▶ **WORK INSTRUCTIONS**:
Search the entries below for the word "after", then copy each line in which it is found.

▽

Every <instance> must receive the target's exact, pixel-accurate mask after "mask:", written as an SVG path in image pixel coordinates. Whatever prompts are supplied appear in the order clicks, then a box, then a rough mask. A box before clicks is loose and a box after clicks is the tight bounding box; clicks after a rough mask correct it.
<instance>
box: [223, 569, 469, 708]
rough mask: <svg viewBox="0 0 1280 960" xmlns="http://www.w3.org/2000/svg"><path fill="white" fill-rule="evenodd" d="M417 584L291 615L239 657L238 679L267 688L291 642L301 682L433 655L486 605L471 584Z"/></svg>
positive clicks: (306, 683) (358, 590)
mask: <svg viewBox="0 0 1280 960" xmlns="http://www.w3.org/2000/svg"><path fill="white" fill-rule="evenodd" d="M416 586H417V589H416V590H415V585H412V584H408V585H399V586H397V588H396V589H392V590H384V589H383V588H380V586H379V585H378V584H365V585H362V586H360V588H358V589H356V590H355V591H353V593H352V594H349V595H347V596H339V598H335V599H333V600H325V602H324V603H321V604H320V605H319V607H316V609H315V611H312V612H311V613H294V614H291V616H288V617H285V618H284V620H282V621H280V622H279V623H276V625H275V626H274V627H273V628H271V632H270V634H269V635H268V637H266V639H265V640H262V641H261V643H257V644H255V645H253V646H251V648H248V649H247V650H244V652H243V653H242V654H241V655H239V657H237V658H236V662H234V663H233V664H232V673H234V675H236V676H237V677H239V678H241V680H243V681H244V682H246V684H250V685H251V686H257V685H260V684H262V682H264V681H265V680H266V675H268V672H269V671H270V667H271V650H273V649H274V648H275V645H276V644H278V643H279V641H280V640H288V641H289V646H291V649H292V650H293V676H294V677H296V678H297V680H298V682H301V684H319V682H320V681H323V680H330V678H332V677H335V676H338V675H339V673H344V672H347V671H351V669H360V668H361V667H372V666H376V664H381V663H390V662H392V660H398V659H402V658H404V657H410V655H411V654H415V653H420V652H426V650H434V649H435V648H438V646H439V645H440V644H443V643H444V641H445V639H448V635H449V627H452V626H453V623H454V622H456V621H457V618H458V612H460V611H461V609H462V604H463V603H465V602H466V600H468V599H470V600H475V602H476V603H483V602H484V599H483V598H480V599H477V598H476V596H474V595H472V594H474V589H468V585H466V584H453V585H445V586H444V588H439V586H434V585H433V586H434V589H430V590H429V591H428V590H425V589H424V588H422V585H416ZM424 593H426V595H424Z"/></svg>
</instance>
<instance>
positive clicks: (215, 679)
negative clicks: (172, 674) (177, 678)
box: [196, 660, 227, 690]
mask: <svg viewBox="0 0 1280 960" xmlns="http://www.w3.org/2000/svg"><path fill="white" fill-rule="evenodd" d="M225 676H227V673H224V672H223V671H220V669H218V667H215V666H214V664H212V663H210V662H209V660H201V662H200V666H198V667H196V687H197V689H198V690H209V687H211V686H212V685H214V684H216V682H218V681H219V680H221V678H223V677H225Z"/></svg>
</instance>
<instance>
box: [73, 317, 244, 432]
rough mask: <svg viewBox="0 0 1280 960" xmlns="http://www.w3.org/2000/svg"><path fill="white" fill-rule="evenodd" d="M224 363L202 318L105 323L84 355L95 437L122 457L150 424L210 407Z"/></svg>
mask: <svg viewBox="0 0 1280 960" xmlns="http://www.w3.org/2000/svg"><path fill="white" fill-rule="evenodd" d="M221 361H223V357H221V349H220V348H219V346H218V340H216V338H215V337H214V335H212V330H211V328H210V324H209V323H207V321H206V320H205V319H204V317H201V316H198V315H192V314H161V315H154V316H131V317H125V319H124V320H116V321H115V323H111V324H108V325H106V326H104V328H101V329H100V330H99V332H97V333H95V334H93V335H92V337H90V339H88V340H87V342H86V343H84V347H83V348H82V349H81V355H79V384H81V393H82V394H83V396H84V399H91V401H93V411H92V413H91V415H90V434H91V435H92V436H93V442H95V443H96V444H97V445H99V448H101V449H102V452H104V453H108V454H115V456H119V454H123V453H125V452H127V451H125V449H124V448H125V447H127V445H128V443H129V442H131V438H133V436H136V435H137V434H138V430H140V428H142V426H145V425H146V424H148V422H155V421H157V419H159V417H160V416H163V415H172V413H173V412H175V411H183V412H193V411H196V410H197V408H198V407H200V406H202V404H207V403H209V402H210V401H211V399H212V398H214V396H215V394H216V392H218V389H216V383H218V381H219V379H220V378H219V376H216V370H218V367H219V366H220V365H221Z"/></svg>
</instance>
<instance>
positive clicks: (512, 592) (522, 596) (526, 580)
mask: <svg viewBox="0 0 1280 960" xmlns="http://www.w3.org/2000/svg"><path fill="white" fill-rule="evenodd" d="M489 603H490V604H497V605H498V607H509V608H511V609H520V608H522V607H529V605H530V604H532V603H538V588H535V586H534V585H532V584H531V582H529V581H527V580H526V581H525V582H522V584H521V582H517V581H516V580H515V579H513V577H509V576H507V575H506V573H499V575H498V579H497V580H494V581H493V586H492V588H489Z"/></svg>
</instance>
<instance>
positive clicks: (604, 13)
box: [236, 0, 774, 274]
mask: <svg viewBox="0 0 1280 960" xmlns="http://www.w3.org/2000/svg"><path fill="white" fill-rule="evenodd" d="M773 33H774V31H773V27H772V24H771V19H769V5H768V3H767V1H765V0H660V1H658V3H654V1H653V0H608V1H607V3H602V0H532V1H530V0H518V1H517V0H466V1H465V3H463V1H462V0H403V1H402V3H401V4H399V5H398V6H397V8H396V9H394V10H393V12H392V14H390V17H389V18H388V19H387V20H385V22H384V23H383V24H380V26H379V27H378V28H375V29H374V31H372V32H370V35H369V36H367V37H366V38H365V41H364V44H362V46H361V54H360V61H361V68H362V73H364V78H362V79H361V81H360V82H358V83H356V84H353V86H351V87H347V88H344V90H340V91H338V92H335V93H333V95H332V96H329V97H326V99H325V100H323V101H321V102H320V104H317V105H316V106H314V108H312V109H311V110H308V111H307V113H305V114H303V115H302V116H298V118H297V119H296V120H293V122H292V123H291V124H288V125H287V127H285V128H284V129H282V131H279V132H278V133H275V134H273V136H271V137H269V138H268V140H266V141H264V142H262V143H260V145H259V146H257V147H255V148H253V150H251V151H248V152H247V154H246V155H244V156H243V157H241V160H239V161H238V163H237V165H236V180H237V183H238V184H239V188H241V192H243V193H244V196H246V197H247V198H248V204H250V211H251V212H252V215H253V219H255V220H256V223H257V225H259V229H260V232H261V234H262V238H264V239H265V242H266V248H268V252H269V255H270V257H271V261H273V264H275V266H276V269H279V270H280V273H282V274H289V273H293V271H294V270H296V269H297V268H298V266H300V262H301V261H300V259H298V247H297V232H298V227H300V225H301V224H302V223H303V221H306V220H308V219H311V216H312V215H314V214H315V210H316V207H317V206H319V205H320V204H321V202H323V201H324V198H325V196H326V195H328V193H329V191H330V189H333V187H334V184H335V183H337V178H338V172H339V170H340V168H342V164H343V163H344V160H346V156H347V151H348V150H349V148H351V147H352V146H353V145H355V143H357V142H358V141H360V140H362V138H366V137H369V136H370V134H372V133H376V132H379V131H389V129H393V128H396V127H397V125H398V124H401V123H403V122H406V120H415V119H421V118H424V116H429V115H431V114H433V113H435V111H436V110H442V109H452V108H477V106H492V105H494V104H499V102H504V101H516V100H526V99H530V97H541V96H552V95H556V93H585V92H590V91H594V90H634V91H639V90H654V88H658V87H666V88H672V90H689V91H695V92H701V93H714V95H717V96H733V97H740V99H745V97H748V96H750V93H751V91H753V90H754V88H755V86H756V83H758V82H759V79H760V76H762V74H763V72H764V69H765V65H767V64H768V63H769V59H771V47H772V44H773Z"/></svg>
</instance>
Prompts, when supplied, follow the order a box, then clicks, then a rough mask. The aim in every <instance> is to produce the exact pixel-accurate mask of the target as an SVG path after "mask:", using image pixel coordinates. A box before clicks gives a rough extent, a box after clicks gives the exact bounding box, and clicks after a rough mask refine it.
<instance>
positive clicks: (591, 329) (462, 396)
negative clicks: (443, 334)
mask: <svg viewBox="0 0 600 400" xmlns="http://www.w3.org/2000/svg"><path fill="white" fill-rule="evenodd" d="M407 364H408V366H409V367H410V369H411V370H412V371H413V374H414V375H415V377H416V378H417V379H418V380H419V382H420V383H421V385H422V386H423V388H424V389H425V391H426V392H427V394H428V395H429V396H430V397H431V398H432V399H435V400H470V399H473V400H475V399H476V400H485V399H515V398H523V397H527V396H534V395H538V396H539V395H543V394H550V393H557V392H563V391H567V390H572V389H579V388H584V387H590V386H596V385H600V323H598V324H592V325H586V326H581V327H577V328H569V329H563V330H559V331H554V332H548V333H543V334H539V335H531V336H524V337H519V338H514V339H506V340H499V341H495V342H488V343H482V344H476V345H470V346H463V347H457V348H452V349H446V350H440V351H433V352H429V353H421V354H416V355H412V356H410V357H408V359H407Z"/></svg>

△

▶ **RESPONSE AREA**:
Every <instance> must receive the target's exact, pixel-accurate mask after "mask:", written as an SVG path in image pixel coordinates. Whatever prompts are supplied appear in the order clicks, then a box, then a rough mask. A box before clicks is loose and a box after clicks is the tight bounding box; clicks after a rough mask correct it.
Prompts, when supplied, follow the order a box, then clicks, then a rough mask. The aim in every <instance> is to produce the exact pixel-accurate mask of the target as an SVG path after "mask:", using image pixel coordinates. A box before clicks gives a rough extent, a box after clicks gives the exact bounding box, and clicks after a rough mask refine it.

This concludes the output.